#### Problem to solve
Beginning with the line where "example = [(525, 283)]" appears, restate the lines word for word through the last one in the listing.

#### Task data
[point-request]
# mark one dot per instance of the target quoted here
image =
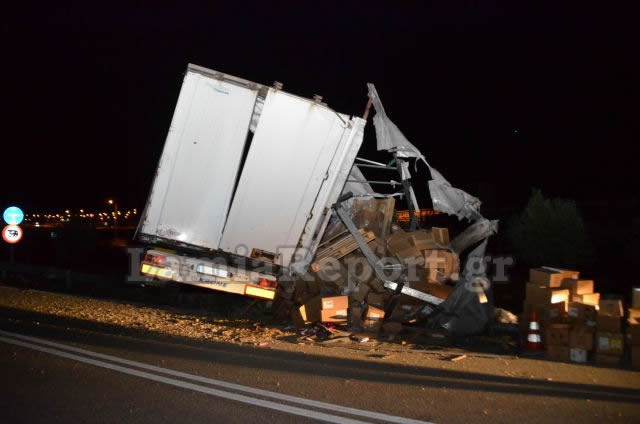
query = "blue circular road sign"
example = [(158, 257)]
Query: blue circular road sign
[(13, 215)]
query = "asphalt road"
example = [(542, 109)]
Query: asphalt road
[(53, 373)]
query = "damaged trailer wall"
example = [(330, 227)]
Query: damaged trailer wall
[(193, 186), (295, 142)]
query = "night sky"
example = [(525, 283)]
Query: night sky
[(500, 98)]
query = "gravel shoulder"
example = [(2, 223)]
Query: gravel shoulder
[(183, 325)]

#### Solution below
example = [(525, 283)]
Query: night sky
[(500, 98)]
query = "gravel shoulder"
example = [(2, 223)]
Query: gravel shoulder
[(183, 325)]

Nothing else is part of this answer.